## REQUIREMENTS:
Copy the records from the start through the line containing "313,278,441,313", inclusive, with their requests. Offset every bounding-box coordinate in the answers by -23, and leave the numbers in the requests unchanged.
#####
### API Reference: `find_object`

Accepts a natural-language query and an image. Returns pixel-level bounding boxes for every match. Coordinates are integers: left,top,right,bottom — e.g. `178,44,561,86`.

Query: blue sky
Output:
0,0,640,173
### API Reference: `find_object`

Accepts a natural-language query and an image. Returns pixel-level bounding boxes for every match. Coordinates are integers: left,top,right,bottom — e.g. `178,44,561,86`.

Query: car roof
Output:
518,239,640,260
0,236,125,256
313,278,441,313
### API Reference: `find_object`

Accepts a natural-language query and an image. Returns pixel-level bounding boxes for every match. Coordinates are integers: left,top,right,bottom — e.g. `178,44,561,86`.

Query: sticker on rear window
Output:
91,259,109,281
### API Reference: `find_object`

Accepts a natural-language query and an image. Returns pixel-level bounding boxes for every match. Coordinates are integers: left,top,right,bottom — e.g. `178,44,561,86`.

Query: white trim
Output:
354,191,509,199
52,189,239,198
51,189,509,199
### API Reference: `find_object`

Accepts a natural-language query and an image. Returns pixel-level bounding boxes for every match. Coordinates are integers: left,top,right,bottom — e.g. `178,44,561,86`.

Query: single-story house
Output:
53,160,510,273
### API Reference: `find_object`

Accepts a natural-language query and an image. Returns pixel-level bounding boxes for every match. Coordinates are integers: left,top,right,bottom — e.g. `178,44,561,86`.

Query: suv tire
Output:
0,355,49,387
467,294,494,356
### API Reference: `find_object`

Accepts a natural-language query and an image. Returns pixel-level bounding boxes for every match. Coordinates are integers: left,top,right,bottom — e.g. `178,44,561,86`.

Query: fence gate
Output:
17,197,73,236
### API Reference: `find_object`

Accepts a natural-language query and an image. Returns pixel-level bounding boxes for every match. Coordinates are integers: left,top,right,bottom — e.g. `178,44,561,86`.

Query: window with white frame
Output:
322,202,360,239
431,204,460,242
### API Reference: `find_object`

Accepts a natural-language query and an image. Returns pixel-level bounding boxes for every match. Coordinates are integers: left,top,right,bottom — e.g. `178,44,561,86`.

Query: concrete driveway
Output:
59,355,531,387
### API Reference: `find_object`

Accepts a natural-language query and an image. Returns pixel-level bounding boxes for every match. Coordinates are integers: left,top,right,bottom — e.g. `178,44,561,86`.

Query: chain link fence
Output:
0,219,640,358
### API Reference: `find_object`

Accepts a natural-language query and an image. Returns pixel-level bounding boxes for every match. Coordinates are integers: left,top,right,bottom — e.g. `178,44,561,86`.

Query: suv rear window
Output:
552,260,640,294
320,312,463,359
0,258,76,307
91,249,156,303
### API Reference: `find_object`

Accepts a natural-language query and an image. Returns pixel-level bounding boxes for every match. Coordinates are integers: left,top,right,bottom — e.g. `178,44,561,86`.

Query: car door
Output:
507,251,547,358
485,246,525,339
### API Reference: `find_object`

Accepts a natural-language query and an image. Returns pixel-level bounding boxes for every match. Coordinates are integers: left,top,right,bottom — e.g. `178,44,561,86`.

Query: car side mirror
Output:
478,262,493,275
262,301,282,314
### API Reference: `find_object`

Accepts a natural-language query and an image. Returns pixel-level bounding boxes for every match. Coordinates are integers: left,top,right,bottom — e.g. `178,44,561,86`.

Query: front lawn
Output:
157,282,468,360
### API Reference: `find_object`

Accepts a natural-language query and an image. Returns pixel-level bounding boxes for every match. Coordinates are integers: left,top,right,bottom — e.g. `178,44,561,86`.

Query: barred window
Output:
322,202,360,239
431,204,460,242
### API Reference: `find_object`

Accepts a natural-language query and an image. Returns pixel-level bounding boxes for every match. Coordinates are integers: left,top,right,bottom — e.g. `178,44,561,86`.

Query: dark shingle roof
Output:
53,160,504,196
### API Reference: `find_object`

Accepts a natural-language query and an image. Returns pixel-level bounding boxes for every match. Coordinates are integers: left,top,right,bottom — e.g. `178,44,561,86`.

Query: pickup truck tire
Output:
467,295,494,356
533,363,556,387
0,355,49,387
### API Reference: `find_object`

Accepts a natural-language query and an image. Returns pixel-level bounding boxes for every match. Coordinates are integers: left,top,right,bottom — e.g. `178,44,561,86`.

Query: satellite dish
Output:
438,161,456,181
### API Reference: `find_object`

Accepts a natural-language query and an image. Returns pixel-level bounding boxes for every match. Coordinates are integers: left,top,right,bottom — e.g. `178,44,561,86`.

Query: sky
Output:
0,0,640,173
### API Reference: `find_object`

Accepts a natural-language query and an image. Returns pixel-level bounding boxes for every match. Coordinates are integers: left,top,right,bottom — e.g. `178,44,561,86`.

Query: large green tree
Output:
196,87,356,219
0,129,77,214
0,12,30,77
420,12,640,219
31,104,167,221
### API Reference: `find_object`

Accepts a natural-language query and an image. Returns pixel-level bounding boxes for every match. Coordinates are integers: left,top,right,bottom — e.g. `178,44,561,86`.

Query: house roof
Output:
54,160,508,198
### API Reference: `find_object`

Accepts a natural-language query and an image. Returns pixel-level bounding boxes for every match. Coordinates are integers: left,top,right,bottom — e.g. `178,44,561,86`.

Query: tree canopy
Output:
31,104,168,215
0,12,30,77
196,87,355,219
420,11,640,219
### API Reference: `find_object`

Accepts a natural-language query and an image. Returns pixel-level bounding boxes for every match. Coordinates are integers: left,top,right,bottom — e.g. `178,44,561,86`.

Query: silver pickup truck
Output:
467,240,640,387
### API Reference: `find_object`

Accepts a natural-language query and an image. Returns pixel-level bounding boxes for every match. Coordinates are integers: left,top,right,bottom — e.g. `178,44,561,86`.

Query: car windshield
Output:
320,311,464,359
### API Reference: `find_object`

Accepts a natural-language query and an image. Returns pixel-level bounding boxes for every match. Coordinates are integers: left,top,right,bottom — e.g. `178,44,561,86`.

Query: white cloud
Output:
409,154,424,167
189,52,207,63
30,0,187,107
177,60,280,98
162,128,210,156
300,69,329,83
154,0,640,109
#####
## ANSWER BELOW:
### API Reference: `find_object`

Accepts a natural-language query and an image. Returns pixel-level bounding boxes for every match. Coordinates are integers: left,top,right,bottom — e.g. `178,44,561,86`.

Query: blue sky
Output:
-23,-23,617,150
### API Reference: `find_object`

Accepts a natural-language query and an image. Returns pixel-level bounding boxes for every match. Coordinates are integers: left,top,right,bottom — e.g. `178,44,561,86`.

Query: car roof
Output:
495,216,617,237
-23,213,102,233
290,255,418,290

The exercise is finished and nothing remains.